Wireless Access

last person joined: yesterday 

Access network design for branch, remote, outdoor, and campus locations with HPE Aruba Networking access points and mobility controllers.
Expand all | Collapse all

Setting up port forwarding via GUI

This thread has been viewed 15 times
  • 1.  Setting up port forwarding via GUI

    Posted Mar 17, 2015 11:23 AM

    Greetings all,

     

    I currently have a 620 with ArubaOS 6.1.3.11 and am trying to access a wired device on port 3.

     

    Correct me if I'm wrong on this but it sounds like I need to do the following:

    1. Set port 8 (cable modem) Firewall Policy -> session -> inbound_access
    2. Setup a NAT pool for the dynamic-srcnat to destination ip of 0.0.0.0

    This about right? I can attach screen shots for confirmation.

    Thanks!



  • 2.  RE: Setting up port forwarding via GUI

    Posted Mar 17, 2015 11:57 AM

    HI,

     

    Are you trying to connect a Wired client to the controller and you want to enable authentication on that port ?

     

    Please share your requirement clearly so that I can provide you step by step solution.



  • 3.  RE: Setting up port forwarding via GUI

    Posted Mar 17, 2015 01:16 PM

    The wired client is attached, and works just fine. I'd like access to the wired client from the Internet. I don't think I need any authentication, just setting up port forwarding so I can gain access to it from anywhere.

     

    So for example, let's say I want to connect to my surveillance system DVR which is at 10.1.100.199:18004. The internet address (cable modem) is 45.24.65.122. I want to give my smartphone 45.24.65.122:18004 to gain access to the surveillance DVR.

     

    Does this help?



  • 4.  RE: Setting up port forwarding via GUI

    EMPLOYEE
    Posted Mar 19, 2015 01:28 AM

    andrius b.,

     

    In the instructions on how to connect your controller to a cable modem here:  http://community.arubanetworks.com/t5/Command-of-the-Day/COTD-Connect-your-Aruba-Controller-to-a-Cable-Modem/m-p/951/highlight/true#M64 there is an ACL that you put on the uplink of the controller to allow DHCP from the cable modem:

    ip access-list session controller-uplink-acl
    any any svc-dhcp permit
    any any any deny

     

    To do what you want, on a line right before the "any any any deny", you would put the line:

    any host 45.24.65.122 tcp 18004 dst-nat ip 10.1.100.199 18004

     The combined ACL would look like this:

    ip access-list session controller-uplink-acl
    any any svc-dhcp permit
    any host 45.24.65.122 tcp 18004 dst-nat ip 10.1.100.199 18004
    any any any deny

     Then you would apply the "controller-uplink-acl" ACL to the uplink to your cable modem like this:

    interface gigabitethernet 1/0
    ip access-group controller-uplink-acl session
    

     That is assuming that interface gigabitethernet 1/0 is your uplink.

Entries supplied –
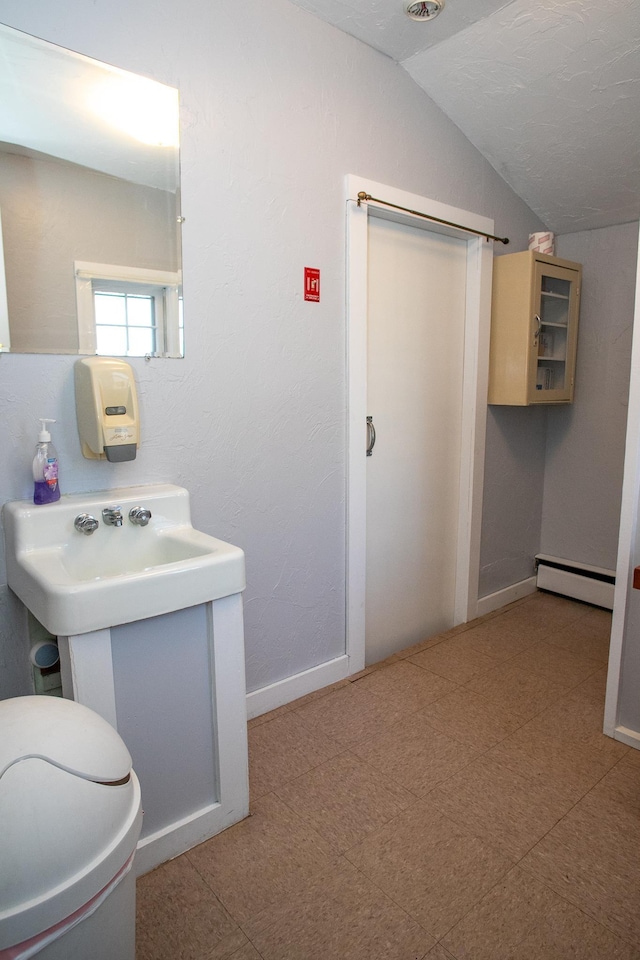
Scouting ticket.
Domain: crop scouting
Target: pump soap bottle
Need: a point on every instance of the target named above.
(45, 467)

...

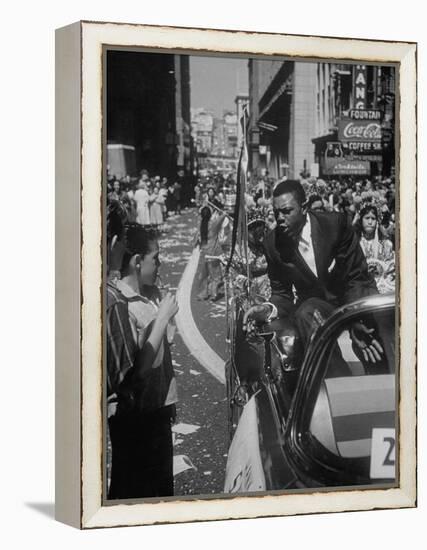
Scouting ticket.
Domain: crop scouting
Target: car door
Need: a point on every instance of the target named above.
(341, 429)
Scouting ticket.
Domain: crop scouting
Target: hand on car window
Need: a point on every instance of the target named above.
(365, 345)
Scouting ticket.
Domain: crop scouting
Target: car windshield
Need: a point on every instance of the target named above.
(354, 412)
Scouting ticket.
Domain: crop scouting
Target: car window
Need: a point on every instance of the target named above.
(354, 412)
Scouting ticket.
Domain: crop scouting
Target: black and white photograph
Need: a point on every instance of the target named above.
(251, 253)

---

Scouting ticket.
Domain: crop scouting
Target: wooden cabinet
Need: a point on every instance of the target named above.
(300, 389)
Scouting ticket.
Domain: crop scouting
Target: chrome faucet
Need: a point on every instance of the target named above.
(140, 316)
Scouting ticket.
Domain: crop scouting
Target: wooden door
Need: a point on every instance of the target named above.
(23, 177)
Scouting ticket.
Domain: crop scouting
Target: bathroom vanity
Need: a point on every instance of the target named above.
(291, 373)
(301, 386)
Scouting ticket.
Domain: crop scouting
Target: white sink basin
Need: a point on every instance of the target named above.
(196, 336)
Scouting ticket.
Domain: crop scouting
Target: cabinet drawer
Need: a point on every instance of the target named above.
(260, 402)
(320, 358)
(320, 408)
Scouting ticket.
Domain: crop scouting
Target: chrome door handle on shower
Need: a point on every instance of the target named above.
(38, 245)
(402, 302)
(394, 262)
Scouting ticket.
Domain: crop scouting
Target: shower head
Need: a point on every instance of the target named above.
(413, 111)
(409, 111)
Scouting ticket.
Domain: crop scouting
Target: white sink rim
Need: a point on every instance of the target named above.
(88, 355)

The request – Reproduce the passage from the port forwarding thread between "Posted Mar 17, 2015 01:16" and "the surveillance DVR.", inclusive.

Exercise answer –
Posted Mar 17, 2015 01:16 PM

    The wired client is attached, and works just fine. I'd like access to the wired client from the Internet. I don't think I need any authentication, just setting up port forwarding so I can gain access to it from anywhere.

     

    So for example, let's say I want to connect to my surveillance system DVR which is at 10.1.100.199:18004. The internet address (cable modem) is 45.24.65.122. I want to give my smartphone 45.24.65.122:18004 to gain access to the surveillance DVR.